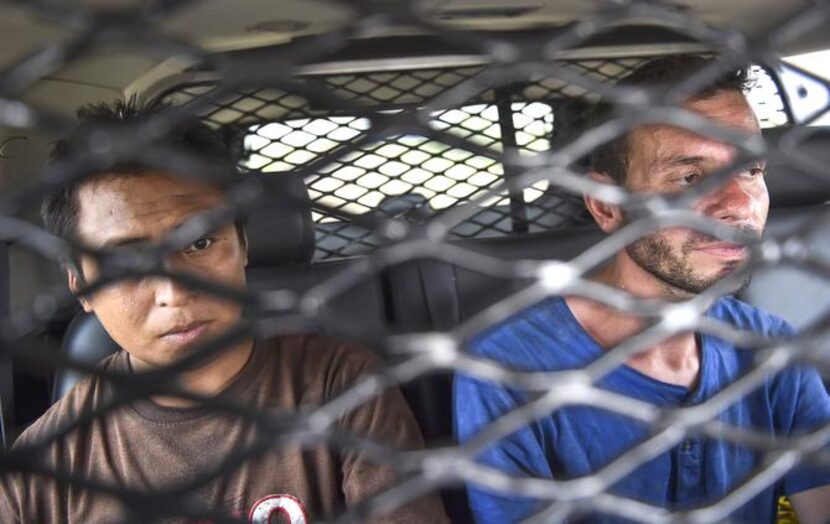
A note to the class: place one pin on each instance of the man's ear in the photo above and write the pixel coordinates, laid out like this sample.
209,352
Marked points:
75,284
244,239
608,216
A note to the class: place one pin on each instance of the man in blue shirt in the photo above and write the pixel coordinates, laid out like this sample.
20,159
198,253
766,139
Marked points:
686,369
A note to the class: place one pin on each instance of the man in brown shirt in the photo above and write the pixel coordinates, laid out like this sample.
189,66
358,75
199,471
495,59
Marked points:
177,457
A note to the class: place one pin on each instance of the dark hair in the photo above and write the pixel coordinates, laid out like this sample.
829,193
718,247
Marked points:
612,157
59,210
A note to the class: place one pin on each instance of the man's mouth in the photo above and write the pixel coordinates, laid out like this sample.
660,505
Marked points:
186,333
724,250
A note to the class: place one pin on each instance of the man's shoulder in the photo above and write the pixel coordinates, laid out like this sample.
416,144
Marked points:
529,338
85,396
321,360
748,317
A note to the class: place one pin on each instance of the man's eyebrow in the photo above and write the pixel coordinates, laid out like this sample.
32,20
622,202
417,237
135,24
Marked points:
679,161
126,241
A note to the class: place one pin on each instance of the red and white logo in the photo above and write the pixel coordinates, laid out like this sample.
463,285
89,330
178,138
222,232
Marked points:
267,507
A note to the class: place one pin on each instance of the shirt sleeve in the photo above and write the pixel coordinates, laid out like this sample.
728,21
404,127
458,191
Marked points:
811,411
476,404
9,506
388,420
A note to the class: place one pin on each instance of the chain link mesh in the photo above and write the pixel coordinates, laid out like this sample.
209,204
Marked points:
399,164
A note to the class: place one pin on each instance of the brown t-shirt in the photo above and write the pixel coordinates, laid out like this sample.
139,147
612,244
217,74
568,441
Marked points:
147,448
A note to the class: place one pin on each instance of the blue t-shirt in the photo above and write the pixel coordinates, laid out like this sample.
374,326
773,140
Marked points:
580,440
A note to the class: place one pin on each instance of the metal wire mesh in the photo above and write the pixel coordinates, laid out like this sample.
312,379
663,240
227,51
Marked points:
474,146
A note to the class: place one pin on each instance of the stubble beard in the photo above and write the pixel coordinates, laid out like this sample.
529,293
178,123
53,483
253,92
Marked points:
653,254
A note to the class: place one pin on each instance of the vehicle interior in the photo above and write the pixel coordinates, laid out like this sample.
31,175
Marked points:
405,151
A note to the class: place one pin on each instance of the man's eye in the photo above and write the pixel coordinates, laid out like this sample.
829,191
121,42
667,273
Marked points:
199,245
689,179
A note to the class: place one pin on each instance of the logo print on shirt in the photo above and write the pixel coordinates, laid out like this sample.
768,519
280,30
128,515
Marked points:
268,506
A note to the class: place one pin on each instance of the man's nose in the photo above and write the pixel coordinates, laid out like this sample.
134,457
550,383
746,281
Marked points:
169,292
733,202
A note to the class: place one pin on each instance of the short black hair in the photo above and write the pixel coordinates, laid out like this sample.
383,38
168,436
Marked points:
59,210
611,157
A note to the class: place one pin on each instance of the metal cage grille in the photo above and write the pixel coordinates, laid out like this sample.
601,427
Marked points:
399,165
415,176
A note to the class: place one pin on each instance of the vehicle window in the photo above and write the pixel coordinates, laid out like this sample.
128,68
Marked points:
417,177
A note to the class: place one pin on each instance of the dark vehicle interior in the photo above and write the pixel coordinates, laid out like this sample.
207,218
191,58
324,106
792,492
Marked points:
397,140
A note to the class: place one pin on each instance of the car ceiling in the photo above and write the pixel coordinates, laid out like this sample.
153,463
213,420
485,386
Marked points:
106,71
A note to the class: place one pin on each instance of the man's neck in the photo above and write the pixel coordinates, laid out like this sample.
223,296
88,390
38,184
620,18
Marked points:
675,360
210,378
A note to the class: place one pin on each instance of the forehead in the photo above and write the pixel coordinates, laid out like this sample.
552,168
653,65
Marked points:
653,143
113,208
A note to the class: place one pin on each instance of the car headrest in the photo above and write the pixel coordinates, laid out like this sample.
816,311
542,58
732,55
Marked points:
798,179
84,341
281,231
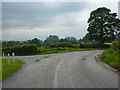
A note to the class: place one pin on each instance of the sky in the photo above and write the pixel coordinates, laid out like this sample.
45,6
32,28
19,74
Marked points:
27,20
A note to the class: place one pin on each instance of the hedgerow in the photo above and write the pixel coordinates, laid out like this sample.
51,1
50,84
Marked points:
25,49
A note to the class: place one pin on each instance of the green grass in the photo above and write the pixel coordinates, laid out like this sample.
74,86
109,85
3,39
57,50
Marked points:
54,50
7,70
111,58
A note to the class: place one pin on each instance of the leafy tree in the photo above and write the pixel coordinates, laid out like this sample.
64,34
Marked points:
103,25
51,39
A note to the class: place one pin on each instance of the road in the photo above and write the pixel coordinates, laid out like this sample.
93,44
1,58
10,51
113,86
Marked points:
62,70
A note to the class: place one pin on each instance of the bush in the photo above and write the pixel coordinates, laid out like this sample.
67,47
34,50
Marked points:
25,49
61,44
116,47
93,45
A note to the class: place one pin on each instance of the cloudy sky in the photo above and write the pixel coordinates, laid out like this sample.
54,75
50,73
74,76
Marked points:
28,20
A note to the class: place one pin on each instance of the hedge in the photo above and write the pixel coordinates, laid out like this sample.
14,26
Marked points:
26,49
61,44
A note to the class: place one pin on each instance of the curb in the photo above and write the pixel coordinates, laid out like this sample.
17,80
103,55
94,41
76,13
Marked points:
104,64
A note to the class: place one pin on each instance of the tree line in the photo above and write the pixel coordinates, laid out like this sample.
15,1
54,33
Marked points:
104,26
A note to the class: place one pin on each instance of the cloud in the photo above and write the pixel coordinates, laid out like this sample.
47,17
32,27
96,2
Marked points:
20,15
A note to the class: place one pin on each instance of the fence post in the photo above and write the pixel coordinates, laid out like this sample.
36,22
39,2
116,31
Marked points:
13,56
8,59
3,57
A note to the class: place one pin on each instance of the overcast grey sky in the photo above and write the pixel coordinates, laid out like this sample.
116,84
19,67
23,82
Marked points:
28,20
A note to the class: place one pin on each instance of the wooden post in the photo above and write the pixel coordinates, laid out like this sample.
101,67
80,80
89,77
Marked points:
13,56
3,56
8,59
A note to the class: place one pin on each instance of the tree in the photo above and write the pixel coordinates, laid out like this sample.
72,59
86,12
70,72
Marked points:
103,25
51,39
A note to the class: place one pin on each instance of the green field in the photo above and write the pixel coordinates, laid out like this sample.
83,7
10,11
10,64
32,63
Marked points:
61,50
7,70
111,58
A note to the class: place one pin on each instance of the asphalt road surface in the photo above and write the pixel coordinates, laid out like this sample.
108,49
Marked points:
62,70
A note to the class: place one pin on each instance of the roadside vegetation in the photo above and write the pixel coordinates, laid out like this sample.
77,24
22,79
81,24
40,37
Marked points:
8,70
112,55
33,49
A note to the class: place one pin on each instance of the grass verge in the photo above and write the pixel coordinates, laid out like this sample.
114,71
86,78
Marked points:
109,57
7,70
56,50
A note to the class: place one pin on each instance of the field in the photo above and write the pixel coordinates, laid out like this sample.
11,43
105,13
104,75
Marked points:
7,70
61,50
111,58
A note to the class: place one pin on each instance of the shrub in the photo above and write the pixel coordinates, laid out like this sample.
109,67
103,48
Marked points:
93,45
61,44
25,49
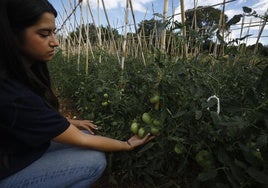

Requirement: Find each line in the rows above that contains the word "brown" and copy every such line in full.

Reply:
A note to the class: place one pin on each instance of the man in brown shirt in the photo above and write the pixel coordinates, laid out like this sample.
A note to the class: place one pin on each instance of the brown t-shirt in the photo above and write the pixel coordinates, laid out like this sample.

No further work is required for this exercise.